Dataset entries
----

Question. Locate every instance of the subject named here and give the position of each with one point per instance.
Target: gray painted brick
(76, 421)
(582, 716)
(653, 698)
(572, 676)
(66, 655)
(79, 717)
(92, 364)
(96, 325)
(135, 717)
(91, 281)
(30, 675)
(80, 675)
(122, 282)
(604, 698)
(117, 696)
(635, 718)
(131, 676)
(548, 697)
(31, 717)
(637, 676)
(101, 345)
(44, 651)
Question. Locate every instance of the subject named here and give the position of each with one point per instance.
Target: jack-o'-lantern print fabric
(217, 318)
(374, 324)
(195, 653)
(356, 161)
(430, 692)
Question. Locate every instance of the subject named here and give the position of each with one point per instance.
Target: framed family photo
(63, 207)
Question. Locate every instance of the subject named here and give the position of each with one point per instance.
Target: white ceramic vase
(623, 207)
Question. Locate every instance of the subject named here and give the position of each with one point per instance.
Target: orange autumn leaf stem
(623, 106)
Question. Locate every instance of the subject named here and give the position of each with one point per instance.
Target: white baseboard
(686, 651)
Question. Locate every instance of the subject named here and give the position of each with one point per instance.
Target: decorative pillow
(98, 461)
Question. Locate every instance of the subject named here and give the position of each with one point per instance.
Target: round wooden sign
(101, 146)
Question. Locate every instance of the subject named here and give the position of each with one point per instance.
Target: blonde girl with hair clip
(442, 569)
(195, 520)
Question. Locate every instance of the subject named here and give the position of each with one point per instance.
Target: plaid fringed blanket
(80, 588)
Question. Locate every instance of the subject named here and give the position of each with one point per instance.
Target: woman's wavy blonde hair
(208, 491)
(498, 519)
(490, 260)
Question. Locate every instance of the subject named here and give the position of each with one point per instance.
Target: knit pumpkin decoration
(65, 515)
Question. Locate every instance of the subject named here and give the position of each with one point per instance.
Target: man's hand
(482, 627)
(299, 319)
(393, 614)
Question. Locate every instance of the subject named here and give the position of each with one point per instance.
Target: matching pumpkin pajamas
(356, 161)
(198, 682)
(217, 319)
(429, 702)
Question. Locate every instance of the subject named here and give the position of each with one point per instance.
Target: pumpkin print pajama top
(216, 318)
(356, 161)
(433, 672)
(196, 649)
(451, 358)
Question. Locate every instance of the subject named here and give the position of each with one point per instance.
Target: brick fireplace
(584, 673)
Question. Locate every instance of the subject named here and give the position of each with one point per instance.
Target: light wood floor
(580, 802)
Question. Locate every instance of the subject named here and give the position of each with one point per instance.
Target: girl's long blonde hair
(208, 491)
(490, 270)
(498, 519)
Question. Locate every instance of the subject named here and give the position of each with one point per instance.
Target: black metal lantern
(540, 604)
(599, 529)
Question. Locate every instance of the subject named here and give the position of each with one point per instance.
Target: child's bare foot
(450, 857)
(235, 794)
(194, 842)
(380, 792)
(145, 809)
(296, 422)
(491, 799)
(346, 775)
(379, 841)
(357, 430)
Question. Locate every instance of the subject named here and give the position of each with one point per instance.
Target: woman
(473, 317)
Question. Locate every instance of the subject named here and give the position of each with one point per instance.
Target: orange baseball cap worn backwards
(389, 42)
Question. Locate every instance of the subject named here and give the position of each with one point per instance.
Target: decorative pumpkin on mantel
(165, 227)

----

*What the task requires:* Report each line of the entries above that contains the word "blonde", copying every such line in full.

*Response:*
Target: blonde girl with hair clip
Target: woman's wavy blonde hair
Target: girl's long blonde hair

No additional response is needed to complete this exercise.